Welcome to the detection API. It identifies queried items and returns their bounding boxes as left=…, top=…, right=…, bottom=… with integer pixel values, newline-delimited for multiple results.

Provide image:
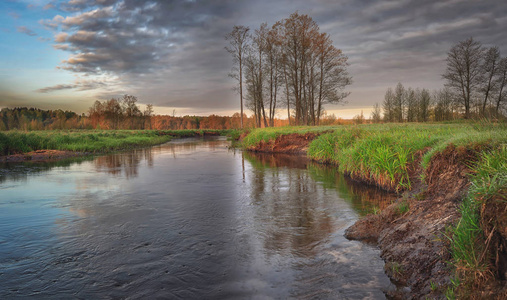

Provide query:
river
left=0, top=137, right=393, bottom=299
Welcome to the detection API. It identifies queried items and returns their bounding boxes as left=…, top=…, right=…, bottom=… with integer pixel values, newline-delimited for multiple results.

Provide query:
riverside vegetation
left=242, top=122, right=507, bottom=299
left=0, top=129, right=237, bottom=156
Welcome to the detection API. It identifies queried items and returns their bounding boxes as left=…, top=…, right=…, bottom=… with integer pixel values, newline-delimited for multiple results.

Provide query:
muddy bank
left=242, top=134, right=507, bottom=299
left=0, top=150, right=90, bottom=162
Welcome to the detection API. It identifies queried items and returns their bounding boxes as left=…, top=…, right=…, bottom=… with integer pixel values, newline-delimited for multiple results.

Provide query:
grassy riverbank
left=0, top=130, right=238, bottom=155
left=243, top=123, right=507, bottom=297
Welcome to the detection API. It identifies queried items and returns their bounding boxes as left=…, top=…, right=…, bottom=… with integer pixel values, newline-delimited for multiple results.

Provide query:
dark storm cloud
left=41, top=0, right=507, bottom=112
left=36, top=80, right=106, bottom=93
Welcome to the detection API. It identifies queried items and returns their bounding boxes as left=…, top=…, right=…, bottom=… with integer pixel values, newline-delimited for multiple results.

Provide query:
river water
left=0, top=138, right=393, bottom=299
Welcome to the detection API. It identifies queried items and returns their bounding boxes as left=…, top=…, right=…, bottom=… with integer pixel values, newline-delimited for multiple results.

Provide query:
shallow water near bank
left=0, top=138, right=393, bottom=299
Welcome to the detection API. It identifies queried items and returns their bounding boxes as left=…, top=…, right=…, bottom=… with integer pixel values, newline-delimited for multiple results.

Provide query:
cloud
left=36, top=79, right=107, bottom=94
left=42, top=2, right=55, bottom=10
left=36, top=84, right=76, bottom=93
left=17, top=26, right=37, bottom=36
left=9, top=12, right=21, bottom=20
left=40, top=0, right=507, bottom=111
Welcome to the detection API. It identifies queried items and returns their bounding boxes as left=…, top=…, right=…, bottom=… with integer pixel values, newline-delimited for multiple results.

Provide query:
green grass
left=446, top=145, right=507, bottom=290
left=0, top=130, right=234, bottom=155
left=243, top=123, right=507, bottom=191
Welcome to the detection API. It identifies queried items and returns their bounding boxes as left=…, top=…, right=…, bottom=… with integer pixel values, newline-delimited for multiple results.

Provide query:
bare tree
left=143, top=104, right=153, bottom=129
left=495, top=57, right=507, bottom=116
left=382, top=88, right=395, bottom=122
left=481, top=47, right=500, bottom=116
left=442, top=38, right=484, bottom=119
left=229, top=12, right=352, bottom=126
left=370, top=103, right=382, bottom=123
left=417, top=89, right=431, bottom=122
left=405, top=87, right=419, bottom=122
left=225, top=26, right=250, bottom=128
left=393, top=82, right=406, bottom=123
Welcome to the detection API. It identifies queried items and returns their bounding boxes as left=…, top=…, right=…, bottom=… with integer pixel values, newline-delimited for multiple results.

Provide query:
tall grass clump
left=446, top=145, right=507, bottom=293
left=308, top=125, right=442, bottom=191
left=0, top=130, right=171, bottom=155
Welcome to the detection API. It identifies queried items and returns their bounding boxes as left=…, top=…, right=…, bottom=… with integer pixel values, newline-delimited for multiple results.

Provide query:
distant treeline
left=371, top=38, right=507, bottom=123
left=0, top=95, right=298, bottom=131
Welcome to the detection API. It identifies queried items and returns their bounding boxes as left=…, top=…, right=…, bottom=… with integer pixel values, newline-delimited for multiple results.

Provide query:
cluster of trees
left=0, top=107, right=87, bottom=130
left=226, top=12, right=352, bottom=127
left=371, top=83, right=459, bottom=123
left=442, top=38, right=507, bottom=119
left=371, top=38, right=507, bottom=122
left=0, top=102, right=296, bottom=131
left=88, top=95, right=153, bottom=129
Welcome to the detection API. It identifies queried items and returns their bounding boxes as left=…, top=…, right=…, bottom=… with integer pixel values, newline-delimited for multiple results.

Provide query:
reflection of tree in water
left=245, top=153, right=334, bottom=257
left=243, top=152, right=395, bottom=256
left=308, top=163, right=397, bottom=215
left=93, top=148, right=155, bottom=179
left=0, top=156, right=89, bottom=183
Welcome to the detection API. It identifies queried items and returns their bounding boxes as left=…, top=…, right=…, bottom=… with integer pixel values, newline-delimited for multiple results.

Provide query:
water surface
left=0, top=138, right=392, bottom=299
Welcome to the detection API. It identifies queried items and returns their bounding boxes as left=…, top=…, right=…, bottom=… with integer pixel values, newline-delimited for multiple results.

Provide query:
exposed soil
left=247, top=134, right=507, bottom=299
left=0, top=150, right=88, bottom=162
left=247, top=132, right=322, bottom=154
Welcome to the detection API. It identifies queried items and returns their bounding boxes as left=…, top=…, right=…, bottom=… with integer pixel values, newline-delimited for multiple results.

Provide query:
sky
left=0, top=0, right=507, bottom=119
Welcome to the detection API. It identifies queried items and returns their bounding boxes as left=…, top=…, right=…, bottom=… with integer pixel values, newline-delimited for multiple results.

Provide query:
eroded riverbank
left=245, top=125, right=507, bottom=298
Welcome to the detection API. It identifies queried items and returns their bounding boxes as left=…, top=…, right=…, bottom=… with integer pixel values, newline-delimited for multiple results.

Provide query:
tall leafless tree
left=495, top=57, right=507, bottom=115
left=481, top=47, right=500, bottom=116
left=225, top=26, right=250, bottom=128
left=442, top=38, right=484, bottom=119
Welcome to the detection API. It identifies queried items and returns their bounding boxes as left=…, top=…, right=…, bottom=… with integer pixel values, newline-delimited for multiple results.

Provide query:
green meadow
left=0, top=129, right=238, bottom=155
left=243, top=122, right=507, bottom=298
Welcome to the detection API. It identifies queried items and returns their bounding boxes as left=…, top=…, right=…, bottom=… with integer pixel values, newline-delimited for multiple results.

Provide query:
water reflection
left=0, top=138, right=389, bottom=299
left=243, top=152, right=397, bottom=216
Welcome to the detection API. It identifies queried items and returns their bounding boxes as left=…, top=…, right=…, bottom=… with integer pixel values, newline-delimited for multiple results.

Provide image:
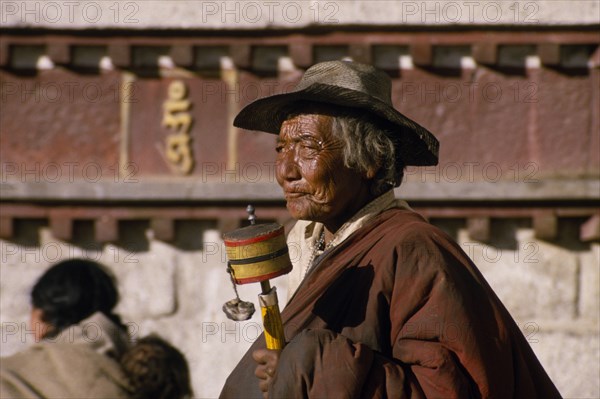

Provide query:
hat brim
left=233, top=83, right=439, bottom=166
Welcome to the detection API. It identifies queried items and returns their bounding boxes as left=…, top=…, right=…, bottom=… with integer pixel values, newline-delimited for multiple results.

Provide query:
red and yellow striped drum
left=223, top=223, right=292, bottom=284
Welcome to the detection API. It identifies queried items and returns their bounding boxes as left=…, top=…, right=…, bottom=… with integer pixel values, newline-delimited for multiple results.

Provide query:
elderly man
left=221, top=61, right=560, bottom=399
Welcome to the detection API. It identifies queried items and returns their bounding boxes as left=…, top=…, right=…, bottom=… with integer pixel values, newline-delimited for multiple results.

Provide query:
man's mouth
left=284, top=191, right=306, bottom=199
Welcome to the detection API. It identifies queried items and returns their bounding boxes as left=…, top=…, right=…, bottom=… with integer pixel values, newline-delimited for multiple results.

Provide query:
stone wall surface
left=0, top=219, right=600, bottom=398
left=2, top=0, right=599, bottom=30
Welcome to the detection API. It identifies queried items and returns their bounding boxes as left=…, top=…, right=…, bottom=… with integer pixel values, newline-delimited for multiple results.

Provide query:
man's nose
left=277, top=151, right=301, bottom=181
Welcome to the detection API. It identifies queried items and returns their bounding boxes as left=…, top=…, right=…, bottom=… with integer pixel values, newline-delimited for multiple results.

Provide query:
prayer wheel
left=223, top=212, right=292, bottom=349
left=223, top=223, right=292, bottom=284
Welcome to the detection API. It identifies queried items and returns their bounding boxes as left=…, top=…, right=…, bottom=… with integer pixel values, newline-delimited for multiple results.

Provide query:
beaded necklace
left=303, top=228, right=333, bottom=278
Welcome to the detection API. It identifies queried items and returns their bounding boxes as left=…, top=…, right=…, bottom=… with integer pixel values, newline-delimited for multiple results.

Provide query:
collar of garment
left=288, top=190, right=410, bottom=299
left=41, top=312, right=129, bottom=358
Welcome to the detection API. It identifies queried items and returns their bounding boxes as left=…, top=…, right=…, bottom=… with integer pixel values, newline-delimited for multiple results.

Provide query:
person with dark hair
left=121, top=334, right=192, bottom=399
left=0, top=259, right=192, bottom=399
left=0, top=259, right=130, bottom=399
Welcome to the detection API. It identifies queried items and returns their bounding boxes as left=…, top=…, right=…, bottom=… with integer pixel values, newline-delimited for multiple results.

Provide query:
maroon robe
left=221, top=209, right=560, bottom=399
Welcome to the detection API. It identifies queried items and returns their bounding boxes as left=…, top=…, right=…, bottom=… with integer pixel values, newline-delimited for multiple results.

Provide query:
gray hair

==============================

● EXERCISE GOAL:
Format the records from the start through the line that contains "left=0, top=137, right=393, bottom=299" as a two-column CSV with the columns request and response. Give one row per request, with its text and its answer each in a single quoted field and line breaks turned into spaces, and leave the pictures out.

● RESULT OF THE EXERCISE:
request,response
"Welcome to the detection API. It identifies queried items and returns their bounding boxes as left=…, top=…, right=…, bottom=… with integer pixel values, newline-delimited for multiple results. Provide image: Provide query: river","left=0, top=137, right=393, bottom=299"